LIVRE TROISIÈME
Le Mystère sacerdotal ou l'Art de se faire servir par les esprits
CHAPITRE VIII : Les Points extrêmes
La
force des
aimants est à leurs deux pôles
extrêmes et leur point équilibrant est au milieu entre
les deux pôles.
L'action d'un pôle est équilibrée
par celle d'un pôle contraire comme dans le mouvement du pendule
; l'écartement de gauche du point central est en raison de l'écartement
de droite.
Cette loi de l'
équilibre physique est aussi
celle de l'
équilibre moral, les
forces sont aux extrémités
et convergent, au point central ; entre les extrémités
et le milieu on ne rencontre que la faiblesse.
Les lâches et les tièdes sont ceux
qui se laissent emporter par le mouvement des autres et qui sont, par
eux-mêmes, incapables de ce mouvement.
Les
extrêmes se ressemblent et se touchent
par la loi d'analogie des contraires.
Ils constituent la puissance de la lutte parce
qu'ils ne sauraient se confondre.
Si le froid et le chaud viennent à se mêler,
par exemple, ils cessent d'être dans leur spécialité
de froid et de chaud et deviennent de la tiédeur.
-- Que puis-je faire pour toi ? dit Alexandre à
Diogène. -- Ote-toi de mon
soleil, répond le cynique.
Alors, le conquérant de s'écrier : Si je n'étais
pas Alexandre, je voudrais être Diogène. Voilà deux
orgueils qui se comprennent et qui se touchent bien que placés
aux deux extrémités de l'échelle sociale.
Pourquoi
Jésus est-il allé chercher
la
Samaritaine lorsqu'il avait tant d'honnêtes femmes en Judée
?
Pourquoi reçoit-il les caresses et les larmes
de la
Magdeleine, qui était une pécheresse publique ?

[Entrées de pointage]
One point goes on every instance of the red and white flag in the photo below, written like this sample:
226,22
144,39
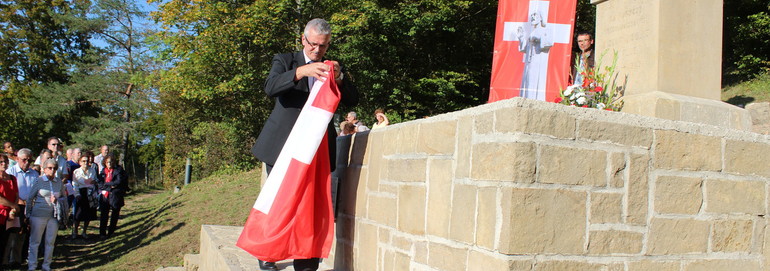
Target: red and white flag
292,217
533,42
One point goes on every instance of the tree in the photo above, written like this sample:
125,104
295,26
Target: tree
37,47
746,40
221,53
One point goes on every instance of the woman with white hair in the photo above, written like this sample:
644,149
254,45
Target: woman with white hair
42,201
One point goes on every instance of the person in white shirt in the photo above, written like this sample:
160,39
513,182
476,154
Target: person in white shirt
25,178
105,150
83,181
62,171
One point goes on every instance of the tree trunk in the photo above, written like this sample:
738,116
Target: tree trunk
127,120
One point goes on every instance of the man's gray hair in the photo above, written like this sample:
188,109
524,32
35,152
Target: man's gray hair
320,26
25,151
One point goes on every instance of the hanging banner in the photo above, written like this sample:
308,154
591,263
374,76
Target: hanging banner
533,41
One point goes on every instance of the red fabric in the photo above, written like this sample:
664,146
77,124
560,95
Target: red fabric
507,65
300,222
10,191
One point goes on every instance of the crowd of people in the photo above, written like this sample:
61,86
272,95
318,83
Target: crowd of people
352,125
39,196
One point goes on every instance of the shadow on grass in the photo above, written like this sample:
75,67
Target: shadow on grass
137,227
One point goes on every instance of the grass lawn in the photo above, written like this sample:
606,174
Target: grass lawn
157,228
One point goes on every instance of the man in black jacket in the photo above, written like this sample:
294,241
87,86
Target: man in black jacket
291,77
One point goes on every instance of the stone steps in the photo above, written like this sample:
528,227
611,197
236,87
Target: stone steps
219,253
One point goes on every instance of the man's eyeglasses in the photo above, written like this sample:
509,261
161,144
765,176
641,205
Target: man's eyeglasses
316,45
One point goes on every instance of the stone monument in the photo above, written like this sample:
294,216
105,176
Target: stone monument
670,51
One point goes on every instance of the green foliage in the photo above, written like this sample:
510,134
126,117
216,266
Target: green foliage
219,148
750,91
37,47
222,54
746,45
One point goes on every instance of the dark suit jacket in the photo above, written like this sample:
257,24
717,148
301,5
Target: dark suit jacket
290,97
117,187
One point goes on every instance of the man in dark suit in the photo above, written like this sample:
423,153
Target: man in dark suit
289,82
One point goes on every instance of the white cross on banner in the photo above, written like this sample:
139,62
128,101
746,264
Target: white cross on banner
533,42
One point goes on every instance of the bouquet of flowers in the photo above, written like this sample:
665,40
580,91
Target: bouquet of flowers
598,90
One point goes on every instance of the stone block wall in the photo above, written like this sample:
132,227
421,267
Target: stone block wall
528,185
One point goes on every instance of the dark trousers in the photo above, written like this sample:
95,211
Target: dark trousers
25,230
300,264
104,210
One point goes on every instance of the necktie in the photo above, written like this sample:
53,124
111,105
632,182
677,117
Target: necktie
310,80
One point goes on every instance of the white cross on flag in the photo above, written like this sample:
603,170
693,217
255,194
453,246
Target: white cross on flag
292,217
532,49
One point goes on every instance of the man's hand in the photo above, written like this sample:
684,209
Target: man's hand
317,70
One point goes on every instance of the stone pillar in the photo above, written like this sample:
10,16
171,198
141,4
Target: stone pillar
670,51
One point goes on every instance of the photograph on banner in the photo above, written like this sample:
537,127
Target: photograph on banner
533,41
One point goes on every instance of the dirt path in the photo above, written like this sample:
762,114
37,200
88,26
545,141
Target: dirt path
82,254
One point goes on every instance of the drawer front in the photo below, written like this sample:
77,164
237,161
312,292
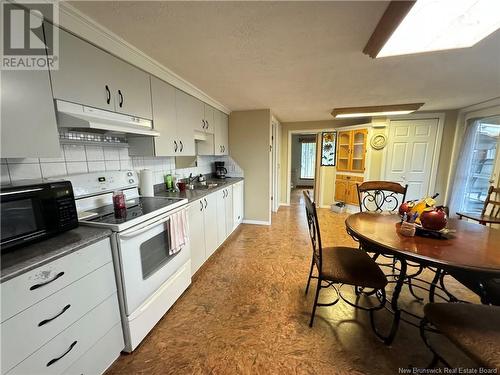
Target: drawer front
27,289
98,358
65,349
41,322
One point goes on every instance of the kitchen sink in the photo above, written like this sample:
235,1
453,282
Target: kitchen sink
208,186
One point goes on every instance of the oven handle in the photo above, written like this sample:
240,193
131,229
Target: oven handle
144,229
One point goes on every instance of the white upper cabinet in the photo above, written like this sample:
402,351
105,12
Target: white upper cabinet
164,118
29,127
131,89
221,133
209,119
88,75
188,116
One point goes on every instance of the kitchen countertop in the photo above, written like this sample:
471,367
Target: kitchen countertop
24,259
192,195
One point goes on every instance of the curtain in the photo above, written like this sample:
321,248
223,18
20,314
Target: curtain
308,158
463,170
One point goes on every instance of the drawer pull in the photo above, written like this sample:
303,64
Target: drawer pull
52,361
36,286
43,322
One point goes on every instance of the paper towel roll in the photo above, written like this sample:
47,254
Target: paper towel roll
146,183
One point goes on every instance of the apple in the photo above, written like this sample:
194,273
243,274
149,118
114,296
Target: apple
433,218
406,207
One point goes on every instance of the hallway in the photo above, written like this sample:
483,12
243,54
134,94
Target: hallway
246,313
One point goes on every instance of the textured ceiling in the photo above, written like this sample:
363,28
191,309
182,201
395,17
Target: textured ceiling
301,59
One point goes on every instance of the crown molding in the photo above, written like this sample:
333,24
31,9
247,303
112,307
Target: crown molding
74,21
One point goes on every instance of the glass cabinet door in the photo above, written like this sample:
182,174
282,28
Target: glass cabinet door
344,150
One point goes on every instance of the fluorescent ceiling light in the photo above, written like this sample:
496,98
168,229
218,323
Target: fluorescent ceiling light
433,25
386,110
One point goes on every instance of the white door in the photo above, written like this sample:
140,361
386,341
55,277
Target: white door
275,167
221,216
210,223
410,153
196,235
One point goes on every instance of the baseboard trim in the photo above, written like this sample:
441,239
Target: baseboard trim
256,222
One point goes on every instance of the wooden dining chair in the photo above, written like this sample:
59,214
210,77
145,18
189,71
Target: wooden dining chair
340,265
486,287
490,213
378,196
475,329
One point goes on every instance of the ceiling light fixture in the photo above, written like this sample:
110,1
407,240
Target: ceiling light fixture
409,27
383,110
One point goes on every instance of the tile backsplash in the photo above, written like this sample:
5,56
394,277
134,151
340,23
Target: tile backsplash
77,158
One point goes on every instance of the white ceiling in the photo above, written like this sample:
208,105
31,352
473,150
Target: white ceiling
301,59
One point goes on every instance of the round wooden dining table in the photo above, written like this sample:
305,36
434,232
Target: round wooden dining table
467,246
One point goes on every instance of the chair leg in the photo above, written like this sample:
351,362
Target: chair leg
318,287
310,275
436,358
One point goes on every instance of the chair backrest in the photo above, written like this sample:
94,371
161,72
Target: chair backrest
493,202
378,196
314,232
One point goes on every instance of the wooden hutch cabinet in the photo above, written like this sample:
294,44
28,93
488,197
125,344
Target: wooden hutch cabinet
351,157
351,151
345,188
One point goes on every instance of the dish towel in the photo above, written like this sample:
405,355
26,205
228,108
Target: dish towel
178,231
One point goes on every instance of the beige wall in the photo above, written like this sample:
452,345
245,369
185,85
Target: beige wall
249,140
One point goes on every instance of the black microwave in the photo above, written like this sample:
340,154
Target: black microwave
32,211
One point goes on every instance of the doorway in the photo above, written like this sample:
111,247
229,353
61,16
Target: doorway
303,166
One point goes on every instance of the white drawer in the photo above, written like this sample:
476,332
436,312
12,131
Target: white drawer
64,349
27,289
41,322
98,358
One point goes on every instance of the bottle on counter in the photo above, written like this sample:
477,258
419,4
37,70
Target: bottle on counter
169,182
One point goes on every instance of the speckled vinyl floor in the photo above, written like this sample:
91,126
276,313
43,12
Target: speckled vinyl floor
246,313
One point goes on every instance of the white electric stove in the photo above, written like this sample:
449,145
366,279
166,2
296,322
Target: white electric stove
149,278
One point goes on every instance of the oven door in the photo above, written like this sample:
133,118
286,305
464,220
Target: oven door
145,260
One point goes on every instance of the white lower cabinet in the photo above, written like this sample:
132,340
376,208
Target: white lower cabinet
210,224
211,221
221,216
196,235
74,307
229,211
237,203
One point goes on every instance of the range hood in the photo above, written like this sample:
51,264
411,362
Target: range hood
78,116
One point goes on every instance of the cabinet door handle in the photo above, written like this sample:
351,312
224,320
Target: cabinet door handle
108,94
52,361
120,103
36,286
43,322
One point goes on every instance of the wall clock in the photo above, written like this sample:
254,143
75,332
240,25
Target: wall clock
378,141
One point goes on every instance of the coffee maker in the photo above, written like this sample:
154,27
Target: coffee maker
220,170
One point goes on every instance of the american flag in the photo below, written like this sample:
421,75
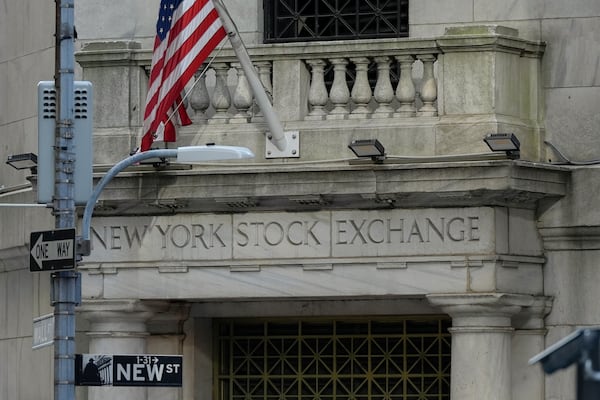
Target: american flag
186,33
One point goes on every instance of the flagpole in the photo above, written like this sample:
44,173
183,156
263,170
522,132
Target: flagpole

* * *

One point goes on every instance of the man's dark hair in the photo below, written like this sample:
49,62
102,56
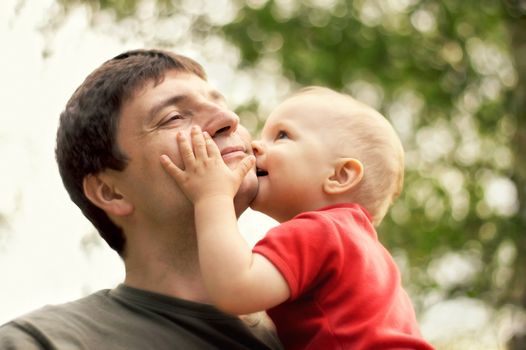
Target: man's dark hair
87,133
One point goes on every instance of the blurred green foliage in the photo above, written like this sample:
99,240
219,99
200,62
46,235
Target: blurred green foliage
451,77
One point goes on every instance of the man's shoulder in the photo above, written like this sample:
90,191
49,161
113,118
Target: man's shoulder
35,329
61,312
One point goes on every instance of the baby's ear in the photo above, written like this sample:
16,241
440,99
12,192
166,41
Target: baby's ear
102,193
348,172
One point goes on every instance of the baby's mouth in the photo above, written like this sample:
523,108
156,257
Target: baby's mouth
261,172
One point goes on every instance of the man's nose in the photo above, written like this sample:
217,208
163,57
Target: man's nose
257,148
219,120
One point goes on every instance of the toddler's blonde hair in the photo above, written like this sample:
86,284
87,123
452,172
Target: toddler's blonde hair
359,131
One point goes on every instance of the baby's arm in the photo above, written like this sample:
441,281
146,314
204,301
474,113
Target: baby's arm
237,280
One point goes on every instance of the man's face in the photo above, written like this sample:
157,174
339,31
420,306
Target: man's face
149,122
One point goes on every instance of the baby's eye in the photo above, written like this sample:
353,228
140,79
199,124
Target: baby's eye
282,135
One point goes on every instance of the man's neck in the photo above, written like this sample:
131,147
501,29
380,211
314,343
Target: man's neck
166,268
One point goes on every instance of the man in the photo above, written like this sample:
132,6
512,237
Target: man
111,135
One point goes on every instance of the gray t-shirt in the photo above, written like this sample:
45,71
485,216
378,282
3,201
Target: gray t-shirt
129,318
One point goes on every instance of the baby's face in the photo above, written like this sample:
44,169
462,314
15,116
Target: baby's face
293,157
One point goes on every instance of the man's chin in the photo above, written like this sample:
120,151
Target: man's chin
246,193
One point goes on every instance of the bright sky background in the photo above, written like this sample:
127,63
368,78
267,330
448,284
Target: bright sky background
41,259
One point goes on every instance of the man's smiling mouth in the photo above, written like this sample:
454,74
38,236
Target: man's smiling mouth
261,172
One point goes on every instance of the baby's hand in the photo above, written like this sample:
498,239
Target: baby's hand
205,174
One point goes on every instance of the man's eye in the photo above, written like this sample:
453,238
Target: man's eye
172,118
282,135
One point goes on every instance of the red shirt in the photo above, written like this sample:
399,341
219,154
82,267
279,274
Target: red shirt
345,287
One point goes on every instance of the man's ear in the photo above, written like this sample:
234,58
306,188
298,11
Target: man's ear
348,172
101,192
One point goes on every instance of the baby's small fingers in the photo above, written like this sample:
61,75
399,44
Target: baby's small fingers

Consigne >> Recopiez le texte sur les points extrêmes, depuis « Alors, le conquérant » jusqu'à « pécheresse publique ? », en substituant « Cananéenne » à « Samaritaine ».

Corrigé >>
Alors, le conquérant de s'écrier : Si je n'étais
pas Alexandre, je voudrais être Diogène. Voilà deux
orgueils qui se comprennent et qui se touchent bien que placés
aux deux extrémités de l'échelle sociale.
Pourquoi
Jésus est-il allé chercher
la
Cananéenne lorsqu'il avait tant d'honnêtes femmes en Judée
?
Pourquoi reçoit-il les caresses et les larmes
de la
Magdeleine, qui était une pécheresse publique ?